Return every line of the records that contains the word "drawer", copying each line in full.

_STORED RECORDS_
--- --- ---
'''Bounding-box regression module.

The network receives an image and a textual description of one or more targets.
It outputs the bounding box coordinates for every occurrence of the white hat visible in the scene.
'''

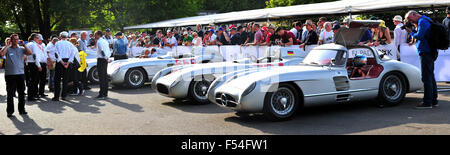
[394,15,403,22]
[59,31,69,38]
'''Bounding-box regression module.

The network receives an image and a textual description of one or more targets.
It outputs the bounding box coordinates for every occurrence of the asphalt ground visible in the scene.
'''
[0,73,450,135]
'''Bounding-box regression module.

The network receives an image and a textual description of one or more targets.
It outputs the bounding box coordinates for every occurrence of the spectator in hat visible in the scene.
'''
[275,27,297,46]
[230,26,242,45]
[195,24,205,38]
[182,31,194,46]
[442,6,450,30]
[300,22,319,48]
[393,15,409,60]
[113,32,128,60]
[216,27,230,46]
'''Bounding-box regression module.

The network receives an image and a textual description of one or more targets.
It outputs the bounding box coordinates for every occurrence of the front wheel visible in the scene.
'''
[125,68,145,88]
[189,76,214,104]
[378,73,406,106]
[263,84,299,121]
[88,67,100,84]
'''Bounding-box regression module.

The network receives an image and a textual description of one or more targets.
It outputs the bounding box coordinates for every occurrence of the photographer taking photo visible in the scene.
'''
[404,10,438,109]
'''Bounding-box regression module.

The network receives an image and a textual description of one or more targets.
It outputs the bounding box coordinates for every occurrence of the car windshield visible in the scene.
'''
[302,50,347,66]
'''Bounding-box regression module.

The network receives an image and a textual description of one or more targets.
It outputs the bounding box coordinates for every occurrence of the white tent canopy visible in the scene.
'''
[124,0,450,30]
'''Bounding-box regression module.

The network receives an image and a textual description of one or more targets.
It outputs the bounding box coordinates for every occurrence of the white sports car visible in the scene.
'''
[208,21,422,121]
[107,47,223,88]
[152,47,307,104]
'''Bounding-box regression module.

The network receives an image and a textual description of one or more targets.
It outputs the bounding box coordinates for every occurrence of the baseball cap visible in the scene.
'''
[38,34,44,40]
[393,15,403,22]
[332,24,341,30]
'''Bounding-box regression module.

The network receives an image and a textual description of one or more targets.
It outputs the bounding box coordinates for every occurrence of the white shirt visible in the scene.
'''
[291,27,298,38]
[167,36,178,46]
[36,43,48,64]
[45,42,56,61]
[319,31,334,44]
[55,39,77,63]
[97,38,111,60]
[209,34,217,42]
[25,41,41,67]
[394,23,408,47]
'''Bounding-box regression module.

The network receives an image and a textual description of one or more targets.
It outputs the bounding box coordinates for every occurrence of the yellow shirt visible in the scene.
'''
[78,51,87,72]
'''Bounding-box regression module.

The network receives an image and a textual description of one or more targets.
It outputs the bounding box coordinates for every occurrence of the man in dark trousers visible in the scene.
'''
[0,34,32,117]
[405,11,438,109]
[95,31,111,100]
[52,32,78,101]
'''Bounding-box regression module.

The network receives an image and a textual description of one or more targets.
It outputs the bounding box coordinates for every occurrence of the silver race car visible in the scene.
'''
[208,21,422,121]
[107,47,223,88]
[152,47,307,104]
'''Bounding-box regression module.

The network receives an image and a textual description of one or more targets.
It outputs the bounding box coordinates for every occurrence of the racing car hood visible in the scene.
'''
[223,65,328,90]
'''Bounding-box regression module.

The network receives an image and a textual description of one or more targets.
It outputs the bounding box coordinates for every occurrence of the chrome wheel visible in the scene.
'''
[128,69,144,86]
[270,87,296,116]
[383,75,403,100]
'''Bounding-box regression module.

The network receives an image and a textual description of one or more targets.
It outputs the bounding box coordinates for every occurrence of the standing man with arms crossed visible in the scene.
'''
[405,11,438,109]
[95,31,111,100]
[0,34,33,117]
[52,31,77,101]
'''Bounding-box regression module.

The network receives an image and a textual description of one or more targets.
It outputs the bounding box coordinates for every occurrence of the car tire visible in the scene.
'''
[378,72,407,106]
[125,68,146,89]
[188,76,215,104]
[88,66,100,84]
[263,83,300,121]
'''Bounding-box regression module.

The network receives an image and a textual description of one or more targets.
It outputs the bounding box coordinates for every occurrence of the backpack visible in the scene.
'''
[427,19,450,50]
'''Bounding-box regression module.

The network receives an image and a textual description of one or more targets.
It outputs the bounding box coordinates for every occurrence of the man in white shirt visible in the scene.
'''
[52,31,77,101]
[26,33,42,101]
[166,30,178,48]
[45,36,58,92]
[36,34,51,98]
[94,31,111,100]
[393,15,409,60]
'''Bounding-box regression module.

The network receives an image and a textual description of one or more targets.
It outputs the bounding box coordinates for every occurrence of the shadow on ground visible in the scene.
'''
[10,115,53,135]
[162,99,232,114]
[225,94,450,135]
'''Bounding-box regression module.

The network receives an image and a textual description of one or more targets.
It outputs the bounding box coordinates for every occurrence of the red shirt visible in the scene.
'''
[281,31,297,45]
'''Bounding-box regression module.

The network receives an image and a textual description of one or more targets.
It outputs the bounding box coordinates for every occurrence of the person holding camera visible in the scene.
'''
[405,10,438,109]
[0,34,33,117]
[393,15,409,61]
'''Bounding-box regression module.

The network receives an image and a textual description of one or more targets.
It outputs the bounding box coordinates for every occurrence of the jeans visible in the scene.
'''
[420,52,438,105]
[97,58,108,97]
[48,70,55,90]
[5,74,25,114]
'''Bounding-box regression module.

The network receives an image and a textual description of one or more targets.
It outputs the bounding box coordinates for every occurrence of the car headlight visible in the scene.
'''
[242,82,256,96]
[170,76,182,88]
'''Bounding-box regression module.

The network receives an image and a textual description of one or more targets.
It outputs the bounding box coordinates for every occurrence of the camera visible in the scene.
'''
[400,22,414,30]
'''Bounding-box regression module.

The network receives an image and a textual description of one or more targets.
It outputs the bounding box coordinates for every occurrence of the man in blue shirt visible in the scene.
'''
[114,32,128,60]
[405,11,438,109]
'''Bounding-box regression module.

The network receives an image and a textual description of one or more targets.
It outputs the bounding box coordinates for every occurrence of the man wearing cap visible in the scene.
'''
[103,28,114,50]
[165,30,178,48]
[95,31,111,100]
[52,31,78,101]
[0,34,33,117]
[183,31,194,46]
[230,26,242,45]
[442,6,450,37]
[26,33,44,101]
[36,34,51,98]
[45,35,59,92]
[393,15,409,60]
[113,32,127,60]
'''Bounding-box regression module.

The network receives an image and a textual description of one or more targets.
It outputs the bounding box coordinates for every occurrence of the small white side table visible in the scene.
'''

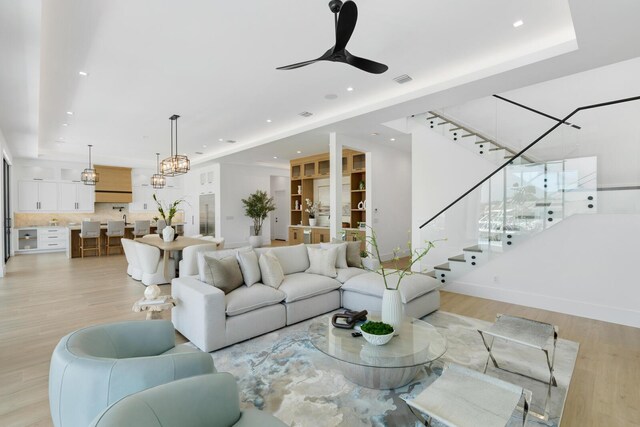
[132,295,176,320]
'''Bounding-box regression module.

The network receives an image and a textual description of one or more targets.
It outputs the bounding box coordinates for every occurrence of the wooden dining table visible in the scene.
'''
[136,235,213,282]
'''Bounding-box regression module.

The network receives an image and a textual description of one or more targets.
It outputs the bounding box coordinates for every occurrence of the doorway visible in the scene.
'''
[273,190,289,240]
[2,158,11,263]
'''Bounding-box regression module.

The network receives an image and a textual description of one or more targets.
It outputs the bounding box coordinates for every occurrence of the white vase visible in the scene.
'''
[249,236,262,248]
[382,289,404,334]
[162,226,176,243]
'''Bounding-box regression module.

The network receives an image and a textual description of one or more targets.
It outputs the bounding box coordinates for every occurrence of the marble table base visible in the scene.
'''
[335,360,422,390]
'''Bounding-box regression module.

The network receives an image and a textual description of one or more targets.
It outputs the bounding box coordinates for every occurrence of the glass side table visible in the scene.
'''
[478,314,558,421]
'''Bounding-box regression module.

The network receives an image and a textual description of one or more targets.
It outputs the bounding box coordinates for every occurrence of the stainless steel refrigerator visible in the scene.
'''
[200,194,216,236]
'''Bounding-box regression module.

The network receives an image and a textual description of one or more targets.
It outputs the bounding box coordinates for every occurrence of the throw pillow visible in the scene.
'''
[320,244,349,268]
[306,245,338,277]
[258,251,284,289]
[333,239,362,268]
[236,251,261,286]
[203,255,242,294]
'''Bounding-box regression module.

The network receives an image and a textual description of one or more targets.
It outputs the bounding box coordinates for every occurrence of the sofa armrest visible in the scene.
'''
[171,277,227,352]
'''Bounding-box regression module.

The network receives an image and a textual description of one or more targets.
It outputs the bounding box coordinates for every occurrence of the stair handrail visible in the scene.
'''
[419,96,640,229]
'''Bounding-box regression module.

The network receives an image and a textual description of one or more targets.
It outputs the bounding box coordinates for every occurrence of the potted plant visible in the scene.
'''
[360,226,435,330]
[304,199,320,227]
[153,193,184,242]
[360,322,395,345]
[242,190,276,248]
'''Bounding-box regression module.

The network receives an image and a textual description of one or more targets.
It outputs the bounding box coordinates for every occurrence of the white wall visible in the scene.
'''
[221,164,289,247]
[446,214,640,327]
[410,120,496,270]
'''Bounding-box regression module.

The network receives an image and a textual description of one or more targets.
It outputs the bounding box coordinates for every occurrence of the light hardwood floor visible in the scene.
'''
[0,254,640,427]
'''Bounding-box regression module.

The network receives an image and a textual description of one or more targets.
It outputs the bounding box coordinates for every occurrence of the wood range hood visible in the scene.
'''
[94,165,133,203]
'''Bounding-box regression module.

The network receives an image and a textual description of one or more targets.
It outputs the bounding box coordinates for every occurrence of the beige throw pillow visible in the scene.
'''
[320,240,349,268]
[306,245,338,277]
[333,239,362,268]
[202,255,243,294]
[258,251,284,289]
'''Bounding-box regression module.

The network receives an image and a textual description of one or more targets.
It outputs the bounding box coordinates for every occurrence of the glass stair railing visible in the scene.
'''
[414,97,640,283]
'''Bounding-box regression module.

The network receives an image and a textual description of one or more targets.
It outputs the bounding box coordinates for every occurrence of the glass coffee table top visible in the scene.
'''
[309,314,447,368]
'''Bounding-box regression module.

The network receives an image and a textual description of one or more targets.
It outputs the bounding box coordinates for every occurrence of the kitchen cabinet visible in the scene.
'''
[18,180,58,212]
[58,182,95,212]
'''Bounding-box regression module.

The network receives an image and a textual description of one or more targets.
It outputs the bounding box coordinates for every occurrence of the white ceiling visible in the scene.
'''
[0,0,640,171]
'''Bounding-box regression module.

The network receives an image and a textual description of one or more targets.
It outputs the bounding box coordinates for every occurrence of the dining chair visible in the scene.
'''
[106,221,124,255]
[80,221,100,258]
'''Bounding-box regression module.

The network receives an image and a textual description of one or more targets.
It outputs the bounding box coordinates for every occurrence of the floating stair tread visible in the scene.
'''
[433,262,451,271]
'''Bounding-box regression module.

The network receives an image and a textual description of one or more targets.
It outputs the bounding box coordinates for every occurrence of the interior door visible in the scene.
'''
[273,190,289,240]
[2,159,11,262]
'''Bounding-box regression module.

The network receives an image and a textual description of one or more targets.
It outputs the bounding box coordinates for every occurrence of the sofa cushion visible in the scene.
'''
[256,243,309,274]
[224,283,286,316]
[332,239,362,268]
[336,267,367,283]
[236,251,262,286]
[258,251,284,289]
[199,254,242,294]
[320,240,349,268]
[305,245,338,277]
[278,273,340,302]
[342,272,440,304]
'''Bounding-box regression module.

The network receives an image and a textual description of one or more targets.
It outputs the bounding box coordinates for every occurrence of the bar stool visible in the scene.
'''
[156,219,167,237]
[107,221,124,255]
[133,220,151,238]
[80,221,100,258]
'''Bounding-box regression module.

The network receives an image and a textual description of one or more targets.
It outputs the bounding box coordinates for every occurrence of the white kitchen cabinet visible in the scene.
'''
[58,182,95,212]
[18,180,58,212]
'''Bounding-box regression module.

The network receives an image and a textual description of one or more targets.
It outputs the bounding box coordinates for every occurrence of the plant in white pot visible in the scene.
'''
[153,193,184,242]
[304,199,320,227]
[360,226,435,331]
[242,190,276,248]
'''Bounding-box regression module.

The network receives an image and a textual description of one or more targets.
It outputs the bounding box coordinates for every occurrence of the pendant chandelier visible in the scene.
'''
[151,153,167,188]
[80,144,100,185]
[160,114,191,176]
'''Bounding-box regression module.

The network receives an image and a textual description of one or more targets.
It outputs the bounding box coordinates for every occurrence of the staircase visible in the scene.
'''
[415,111,597,284]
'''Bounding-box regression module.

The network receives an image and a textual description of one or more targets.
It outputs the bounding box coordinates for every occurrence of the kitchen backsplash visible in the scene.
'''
[14,203,183,228]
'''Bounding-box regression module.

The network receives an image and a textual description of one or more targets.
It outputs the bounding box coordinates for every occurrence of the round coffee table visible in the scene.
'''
[309,315,447,389]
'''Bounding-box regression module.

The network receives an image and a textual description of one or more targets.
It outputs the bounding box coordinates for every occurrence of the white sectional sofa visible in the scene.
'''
[171,244,440,352]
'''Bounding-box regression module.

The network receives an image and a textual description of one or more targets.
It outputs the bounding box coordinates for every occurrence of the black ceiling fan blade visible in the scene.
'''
[276,59,321,70]
[344,50,389,74]
[333,1,358,52]
[276,48,333,70]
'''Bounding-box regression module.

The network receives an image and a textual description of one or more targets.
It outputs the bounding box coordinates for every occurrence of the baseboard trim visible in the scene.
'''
[442,281,640,328]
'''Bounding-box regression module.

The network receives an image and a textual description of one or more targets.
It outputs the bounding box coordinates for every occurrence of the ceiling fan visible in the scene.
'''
[276,0,389,74]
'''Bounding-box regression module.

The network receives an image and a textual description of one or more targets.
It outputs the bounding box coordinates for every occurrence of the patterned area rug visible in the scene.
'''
[206,311,579,427]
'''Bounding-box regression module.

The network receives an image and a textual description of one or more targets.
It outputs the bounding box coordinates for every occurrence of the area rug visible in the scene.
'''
[206,311,579,427]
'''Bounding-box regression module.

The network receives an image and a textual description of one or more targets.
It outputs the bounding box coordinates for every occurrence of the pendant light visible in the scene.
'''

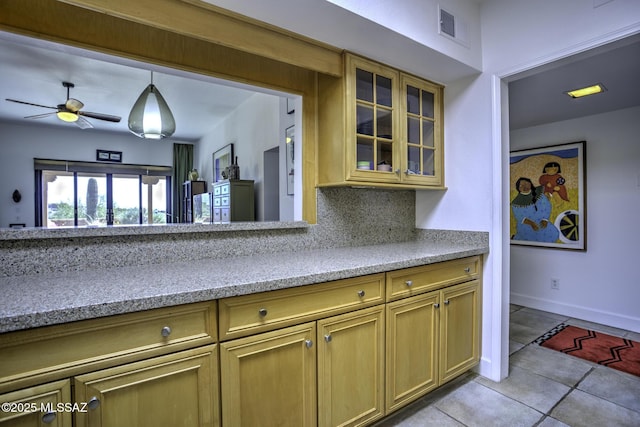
[129,71,176,139]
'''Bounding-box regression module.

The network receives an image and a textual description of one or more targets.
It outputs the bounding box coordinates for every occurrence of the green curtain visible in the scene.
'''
[171,144,193,222]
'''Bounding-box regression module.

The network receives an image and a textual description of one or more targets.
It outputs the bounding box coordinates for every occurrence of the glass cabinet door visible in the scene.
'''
[402,75,443,185]
[348,58,400,181]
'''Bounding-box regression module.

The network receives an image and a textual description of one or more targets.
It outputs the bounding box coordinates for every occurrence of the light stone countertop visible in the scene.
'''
[0,240,489,333]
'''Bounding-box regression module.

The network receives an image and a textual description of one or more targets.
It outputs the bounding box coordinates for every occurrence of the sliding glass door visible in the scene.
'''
[36,161,171,227]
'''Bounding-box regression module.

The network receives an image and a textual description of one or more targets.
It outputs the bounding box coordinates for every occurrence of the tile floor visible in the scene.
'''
[375,305,640,427]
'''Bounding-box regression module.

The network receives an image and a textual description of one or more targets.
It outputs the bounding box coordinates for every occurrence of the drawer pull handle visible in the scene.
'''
[42,412,56,424]
[87,396,100,411]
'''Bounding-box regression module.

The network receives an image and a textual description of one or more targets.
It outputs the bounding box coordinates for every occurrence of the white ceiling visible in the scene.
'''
[0,9,640,141]
[509,35,640,129]
[0,32,278,141]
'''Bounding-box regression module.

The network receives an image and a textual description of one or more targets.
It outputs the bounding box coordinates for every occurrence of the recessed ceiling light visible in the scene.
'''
[565,83,607,98]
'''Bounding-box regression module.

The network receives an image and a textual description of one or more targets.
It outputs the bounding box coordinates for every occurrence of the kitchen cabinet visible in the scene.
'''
[317,305,384,427]
[182,181,207,222]
[220,306,384,426]
[0,379,72,427]
[74,345,219,427]
[0,302,219,426]
[318,53,444,189]
[386,257,480,412]
[220,322,317,426]
[0,256,482,426]
[219,274,384,426]
[438,281,480,384]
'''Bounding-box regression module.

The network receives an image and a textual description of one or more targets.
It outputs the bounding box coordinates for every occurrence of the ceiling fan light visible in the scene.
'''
[56,111,78,123]
[129,77,176,139]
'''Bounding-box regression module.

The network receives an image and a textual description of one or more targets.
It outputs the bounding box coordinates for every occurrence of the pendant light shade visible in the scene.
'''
[129,71,176,139]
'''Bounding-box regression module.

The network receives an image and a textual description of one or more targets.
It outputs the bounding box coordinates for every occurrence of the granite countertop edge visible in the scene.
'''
[0,242,489,333]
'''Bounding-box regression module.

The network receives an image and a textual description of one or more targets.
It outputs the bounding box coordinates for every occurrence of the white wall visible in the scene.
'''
[0,119,173,227]
[478,0,640,379]
[511,107,640,332]
[194,92,293,221]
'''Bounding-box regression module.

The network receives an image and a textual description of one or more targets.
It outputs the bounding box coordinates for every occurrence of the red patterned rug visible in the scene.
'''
[536,325,640,376]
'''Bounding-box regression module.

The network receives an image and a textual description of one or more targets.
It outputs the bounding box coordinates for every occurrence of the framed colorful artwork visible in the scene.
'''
[509,141,587,251]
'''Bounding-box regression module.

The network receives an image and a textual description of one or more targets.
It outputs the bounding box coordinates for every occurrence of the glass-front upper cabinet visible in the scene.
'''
[317,53,444,189]
[346,56,400,182]
[401,74,444,186]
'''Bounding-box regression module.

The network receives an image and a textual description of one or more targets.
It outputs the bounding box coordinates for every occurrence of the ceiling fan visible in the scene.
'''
[6,82,121,129]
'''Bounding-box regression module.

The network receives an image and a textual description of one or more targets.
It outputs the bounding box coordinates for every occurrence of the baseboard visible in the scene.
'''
[510,292,640,333]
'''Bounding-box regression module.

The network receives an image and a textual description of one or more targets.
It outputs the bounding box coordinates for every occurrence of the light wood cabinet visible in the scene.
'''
[0,379,72,427]
[74,345,219,427]
[220,322,317,427]
[386,257,481,412]
[0,256,482,427]
[386,293,438,412]
[439,280,481,384]
[318,53,444,189]
[317,305,384,427]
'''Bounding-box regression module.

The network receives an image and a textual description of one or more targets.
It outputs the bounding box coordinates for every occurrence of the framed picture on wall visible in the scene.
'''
[284,126,295,196]
[213,144,233,182]
[509,141,587,251]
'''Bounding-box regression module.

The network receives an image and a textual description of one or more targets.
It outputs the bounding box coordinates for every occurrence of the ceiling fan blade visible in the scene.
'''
[5,98,58,110]
[65,98,84,113]
[78,111,122,123]
[25,112,55,119]
[73,116,93,129]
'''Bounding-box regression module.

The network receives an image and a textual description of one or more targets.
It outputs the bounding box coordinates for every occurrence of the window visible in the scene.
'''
[34,159,172,227]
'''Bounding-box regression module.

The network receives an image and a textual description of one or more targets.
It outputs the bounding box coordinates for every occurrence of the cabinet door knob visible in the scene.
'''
[42,412,56,424]
[87,396,100,411]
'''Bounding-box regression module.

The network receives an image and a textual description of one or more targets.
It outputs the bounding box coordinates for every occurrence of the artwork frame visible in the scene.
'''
[284,126,295,196]
[213,143,233,182]
[509,141,587,251]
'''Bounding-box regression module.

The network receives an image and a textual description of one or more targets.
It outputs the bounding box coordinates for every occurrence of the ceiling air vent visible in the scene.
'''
[440,9,456,38]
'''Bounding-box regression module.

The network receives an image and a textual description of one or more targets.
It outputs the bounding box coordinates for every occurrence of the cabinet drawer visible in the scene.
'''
[220,208,231,222]
[387,256,481,301]
[218,273,384,340]
[0,302,217,392]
--- --- ---
_EXERCISE OUTPUT_
It outputs the bounding box coordinates for every occurrence of the drawer pull handle visible in the scene.
It outputs the bounding box coordinates for every occurrence of the cabinet drawer visible in the scene.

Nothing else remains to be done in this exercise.